#### Textauszug ####
Anführer dieser öffentlich ausgestellten und natürlich arg inszenierten Privatheit ist eine Horde von Mode- oder Food- oder Beauty- oder Mommybloggerinnen, die unlängst ein System geschaffen haben, das sich selbst erhält, indem es permanent erfolgreich seine eigene Relevanz suggeriert. So ist eine Blase entstanden, in der sich zudem eine erstaunliche Marktkraft entwickelt hat. Und zwar, indem sie Neid generiert. Blogger machen nicht Werbung, weil sie bekannt sind, sondern sind bekannt, weil sie Werbung machen. Die übrigens selten von der Zielgruppe als solche erkannt wird. Wann immer von Authentizität die Rede ist, weiß man, in diesem Umfeld ist ein Produkt gut aufgehoben und das Wort nur eine Hülle. Ein Paket mit der neuen Gesichtscreme an Bloggerin XY in Krefeld zu versenden, ist günstiger und zielführender als jede Anzeige in einem Frauenmagazin.
#### Bereitgestelltes Material ####
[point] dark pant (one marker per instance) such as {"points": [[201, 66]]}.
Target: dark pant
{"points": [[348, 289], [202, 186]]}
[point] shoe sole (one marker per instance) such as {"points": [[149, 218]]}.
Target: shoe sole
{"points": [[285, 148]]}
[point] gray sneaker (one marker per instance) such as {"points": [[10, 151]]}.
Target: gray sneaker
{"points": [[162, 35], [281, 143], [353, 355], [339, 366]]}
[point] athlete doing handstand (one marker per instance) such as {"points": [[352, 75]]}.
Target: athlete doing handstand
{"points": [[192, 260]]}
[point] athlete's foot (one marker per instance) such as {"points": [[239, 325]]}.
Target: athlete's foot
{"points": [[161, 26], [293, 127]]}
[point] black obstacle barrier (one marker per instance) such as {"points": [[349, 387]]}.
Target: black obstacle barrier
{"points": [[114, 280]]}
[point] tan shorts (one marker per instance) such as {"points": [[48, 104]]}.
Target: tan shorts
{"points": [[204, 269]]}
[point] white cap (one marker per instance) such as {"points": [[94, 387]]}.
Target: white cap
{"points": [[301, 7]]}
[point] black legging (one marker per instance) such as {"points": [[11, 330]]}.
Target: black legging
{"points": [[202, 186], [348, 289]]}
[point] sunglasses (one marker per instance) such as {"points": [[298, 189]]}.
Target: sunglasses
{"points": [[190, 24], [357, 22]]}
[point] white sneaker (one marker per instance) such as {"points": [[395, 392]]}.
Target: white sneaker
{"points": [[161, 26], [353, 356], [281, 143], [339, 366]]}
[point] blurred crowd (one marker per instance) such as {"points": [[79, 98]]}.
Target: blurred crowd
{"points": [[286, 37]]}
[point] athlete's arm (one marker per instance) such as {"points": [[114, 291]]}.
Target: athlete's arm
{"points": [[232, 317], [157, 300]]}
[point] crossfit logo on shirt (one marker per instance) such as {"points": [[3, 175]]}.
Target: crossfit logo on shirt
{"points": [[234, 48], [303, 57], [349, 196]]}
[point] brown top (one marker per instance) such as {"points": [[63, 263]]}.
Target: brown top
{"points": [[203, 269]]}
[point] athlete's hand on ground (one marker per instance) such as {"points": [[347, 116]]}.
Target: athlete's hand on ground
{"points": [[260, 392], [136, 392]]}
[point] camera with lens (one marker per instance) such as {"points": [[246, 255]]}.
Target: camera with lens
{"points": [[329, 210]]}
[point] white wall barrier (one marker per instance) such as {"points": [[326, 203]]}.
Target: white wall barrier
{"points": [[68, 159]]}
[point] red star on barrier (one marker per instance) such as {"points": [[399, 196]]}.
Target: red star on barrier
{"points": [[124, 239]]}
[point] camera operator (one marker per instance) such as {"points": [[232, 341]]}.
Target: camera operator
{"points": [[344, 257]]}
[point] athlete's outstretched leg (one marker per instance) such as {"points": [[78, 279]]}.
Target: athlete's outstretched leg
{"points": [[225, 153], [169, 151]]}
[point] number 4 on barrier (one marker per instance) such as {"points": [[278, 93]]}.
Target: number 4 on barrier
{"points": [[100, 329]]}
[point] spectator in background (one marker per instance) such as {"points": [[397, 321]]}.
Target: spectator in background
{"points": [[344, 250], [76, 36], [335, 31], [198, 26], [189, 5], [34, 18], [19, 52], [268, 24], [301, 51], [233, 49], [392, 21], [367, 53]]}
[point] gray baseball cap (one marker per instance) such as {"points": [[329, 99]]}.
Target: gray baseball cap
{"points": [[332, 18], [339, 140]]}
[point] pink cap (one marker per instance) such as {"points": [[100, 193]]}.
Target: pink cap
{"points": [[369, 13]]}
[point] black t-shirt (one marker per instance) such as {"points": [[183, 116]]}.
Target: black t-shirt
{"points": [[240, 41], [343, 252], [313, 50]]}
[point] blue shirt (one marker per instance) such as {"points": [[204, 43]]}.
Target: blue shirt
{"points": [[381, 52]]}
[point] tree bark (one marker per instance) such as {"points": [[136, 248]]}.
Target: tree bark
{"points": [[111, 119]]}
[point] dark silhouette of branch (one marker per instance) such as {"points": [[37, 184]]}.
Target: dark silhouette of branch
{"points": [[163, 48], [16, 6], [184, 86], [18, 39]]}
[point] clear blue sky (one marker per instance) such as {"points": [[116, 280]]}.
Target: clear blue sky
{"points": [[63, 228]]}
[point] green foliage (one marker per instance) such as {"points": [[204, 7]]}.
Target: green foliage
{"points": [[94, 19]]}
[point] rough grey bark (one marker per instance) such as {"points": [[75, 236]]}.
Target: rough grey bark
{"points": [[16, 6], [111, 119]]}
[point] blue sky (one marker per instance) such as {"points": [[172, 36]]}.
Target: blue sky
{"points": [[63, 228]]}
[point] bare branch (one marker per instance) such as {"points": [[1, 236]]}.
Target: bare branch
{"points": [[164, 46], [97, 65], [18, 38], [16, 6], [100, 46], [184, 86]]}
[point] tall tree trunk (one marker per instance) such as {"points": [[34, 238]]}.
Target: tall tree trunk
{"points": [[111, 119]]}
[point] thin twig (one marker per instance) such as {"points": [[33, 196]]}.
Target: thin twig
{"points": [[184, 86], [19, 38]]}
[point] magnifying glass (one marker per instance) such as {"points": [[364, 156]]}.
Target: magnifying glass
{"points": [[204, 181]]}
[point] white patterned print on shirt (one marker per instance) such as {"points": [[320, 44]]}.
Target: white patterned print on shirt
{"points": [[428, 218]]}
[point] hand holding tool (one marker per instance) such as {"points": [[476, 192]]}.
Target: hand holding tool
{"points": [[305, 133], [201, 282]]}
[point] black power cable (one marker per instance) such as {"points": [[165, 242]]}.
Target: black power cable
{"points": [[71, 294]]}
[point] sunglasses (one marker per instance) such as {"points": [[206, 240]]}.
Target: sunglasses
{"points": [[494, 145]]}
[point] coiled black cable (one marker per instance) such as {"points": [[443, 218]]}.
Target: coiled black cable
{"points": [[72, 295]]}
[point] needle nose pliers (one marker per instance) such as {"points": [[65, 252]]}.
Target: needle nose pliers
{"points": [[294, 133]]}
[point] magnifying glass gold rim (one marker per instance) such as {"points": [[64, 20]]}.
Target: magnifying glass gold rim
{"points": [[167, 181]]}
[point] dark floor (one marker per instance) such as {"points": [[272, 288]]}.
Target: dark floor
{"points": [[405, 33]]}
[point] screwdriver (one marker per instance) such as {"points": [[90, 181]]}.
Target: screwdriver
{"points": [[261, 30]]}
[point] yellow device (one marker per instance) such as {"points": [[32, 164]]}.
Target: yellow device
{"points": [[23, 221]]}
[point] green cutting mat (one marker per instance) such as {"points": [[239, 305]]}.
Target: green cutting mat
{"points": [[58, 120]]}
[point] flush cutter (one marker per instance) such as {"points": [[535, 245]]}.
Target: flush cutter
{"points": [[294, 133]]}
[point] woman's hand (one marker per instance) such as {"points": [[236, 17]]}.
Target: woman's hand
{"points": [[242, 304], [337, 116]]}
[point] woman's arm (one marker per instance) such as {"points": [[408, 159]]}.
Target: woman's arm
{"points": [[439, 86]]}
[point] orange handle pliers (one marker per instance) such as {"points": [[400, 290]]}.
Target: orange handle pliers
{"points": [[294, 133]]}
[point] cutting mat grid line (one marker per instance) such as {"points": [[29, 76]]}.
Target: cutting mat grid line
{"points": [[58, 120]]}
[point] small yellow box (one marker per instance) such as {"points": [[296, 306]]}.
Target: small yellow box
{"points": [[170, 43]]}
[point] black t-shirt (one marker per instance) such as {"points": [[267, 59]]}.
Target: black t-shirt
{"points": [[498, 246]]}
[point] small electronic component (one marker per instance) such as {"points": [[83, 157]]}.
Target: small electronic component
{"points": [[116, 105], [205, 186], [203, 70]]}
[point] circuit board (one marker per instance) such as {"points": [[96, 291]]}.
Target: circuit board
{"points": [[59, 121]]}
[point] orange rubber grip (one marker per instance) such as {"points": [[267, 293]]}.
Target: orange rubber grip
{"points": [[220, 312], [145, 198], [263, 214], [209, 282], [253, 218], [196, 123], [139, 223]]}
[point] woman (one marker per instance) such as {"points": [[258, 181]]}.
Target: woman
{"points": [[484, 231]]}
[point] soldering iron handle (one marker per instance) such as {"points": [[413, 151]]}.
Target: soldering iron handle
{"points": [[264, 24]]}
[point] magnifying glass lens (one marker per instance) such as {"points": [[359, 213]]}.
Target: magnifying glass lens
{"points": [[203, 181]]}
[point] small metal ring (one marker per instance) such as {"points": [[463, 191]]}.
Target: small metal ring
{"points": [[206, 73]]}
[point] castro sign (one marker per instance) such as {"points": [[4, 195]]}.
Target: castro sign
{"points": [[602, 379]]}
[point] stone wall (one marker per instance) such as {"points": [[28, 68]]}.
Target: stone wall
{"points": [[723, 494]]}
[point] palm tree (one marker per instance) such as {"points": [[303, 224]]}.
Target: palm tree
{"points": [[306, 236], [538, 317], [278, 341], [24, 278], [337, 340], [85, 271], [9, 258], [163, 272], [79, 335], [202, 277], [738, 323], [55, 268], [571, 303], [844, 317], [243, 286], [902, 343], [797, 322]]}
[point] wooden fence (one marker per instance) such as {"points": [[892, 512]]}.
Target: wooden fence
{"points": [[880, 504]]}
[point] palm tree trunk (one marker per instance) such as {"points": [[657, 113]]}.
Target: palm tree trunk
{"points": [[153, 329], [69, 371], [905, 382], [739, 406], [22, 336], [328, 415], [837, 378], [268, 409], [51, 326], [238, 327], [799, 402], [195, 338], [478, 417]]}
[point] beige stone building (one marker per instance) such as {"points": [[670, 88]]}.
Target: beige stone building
####
▶ [Anforderungen der Aufgaben]
A - Zeige alle Zeilen oben, in denen die Zeichenfolge „line“ vorkommt. Groß- und Kleinschreibung zählt dabei.
B - Setze den Text über Bloggerinnen und ihre Werbewirkung nach seinem letzten Satz fort.

▶ [Ergebnisse je Aufgabe]
A -
[point] cutting mat grid line (one marker per instance) such as {"points": [[29, 76]]}.
Target: cutting mat grid line

B -
Reichtum auf Rabatt

Wenn, wie im vorvorletzten Jahr, der Twentysomething plötzlich einen Turnschuh namens Stan Smith tragen wollte, lag das daran, dass eine Marketingagentur diesen Schuh kurzzeitig vom Markt nahm und ihn stattdessen Showsternchen und Modebloggern hinterherwarf, die sich damit wieder und wieder fotografierten und Hashtags hinterließen.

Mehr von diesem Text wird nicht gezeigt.